Instructions for the task: Check each line of the material. Copy those containing "grass".

Extracted material:
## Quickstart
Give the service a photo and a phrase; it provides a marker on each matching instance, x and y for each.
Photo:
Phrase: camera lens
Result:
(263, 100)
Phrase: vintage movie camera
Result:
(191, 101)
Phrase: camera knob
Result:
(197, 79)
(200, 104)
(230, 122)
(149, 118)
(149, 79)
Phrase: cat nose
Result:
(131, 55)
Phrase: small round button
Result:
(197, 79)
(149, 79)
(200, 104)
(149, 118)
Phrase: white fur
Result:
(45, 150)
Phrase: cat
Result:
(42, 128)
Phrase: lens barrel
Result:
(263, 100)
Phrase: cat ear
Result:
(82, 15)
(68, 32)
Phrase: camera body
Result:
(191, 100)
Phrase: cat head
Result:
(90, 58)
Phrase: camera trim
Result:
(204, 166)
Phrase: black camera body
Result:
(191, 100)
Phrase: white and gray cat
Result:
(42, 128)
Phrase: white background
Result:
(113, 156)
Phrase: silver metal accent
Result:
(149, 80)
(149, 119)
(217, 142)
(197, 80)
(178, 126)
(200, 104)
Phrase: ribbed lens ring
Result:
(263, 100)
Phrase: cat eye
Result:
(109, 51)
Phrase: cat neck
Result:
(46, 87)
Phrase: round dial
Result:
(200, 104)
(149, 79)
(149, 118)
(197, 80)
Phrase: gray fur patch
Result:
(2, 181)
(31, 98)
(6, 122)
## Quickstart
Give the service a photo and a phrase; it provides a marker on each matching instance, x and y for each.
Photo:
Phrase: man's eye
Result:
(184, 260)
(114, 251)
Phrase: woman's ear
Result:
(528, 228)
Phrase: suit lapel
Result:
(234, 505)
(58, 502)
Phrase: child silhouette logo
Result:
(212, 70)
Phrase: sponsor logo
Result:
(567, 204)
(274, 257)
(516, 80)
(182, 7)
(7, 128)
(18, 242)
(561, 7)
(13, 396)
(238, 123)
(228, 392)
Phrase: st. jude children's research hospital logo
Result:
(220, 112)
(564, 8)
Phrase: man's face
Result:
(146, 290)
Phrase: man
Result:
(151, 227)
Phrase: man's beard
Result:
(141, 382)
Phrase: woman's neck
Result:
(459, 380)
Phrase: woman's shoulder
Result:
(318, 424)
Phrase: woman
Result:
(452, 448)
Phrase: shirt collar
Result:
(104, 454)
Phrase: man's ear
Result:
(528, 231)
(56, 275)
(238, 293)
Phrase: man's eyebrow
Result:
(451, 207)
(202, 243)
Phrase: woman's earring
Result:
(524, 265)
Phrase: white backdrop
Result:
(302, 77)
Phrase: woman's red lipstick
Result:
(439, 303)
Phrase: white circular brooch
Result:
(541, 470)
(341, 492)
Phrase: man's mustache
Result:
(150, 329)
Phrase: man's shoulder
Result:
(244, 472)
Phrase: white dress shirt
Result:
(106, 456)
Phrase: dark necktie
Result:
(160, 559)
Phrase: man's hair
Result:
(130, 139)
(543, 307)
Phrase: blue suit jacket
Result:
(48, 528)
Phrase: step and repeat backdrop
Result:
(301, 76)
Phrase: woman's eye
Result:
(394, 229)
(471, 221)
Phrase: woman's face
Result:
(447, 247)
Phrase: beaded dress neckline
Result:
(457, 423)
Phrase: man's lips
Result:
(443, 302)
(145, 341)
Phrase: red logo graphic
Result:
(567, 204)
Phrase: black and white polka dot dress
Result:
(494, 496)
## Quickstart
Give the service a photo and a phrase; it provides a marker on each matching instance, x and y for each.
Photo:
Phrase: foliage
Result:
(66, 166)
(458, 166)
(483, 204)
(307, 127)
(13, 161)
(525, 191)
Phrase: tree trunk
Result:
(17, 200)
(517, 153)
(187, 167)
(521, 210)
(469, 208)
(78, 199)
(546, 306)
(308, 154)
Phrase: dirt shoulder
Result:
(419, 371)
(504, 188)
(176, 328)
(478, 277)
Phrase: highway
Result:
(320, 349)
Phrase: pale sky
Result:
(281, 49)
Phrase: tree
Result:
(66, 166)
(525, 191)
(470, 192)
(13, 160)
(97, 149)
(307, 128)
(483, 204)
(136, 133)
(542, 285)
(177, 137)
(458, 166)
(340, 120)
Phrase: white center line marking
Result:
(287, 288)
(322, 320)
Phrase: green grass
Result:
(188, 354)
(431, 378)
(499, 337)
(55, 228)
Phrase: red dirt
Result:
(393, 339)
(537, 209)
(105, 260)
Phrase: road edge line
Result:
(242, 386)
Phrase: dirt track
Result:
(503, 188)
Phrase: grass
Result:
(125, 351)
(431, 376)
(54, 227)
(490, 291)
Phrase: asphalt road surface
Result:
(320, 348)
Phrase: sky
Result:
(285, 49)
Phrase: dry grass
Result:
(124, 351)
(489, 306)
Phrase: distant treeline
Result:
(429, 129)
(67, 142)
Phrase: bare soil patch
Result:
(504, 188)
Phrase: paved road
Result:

Solution:
Phrase: green grass
Phrase: grass
Phrase: dry grass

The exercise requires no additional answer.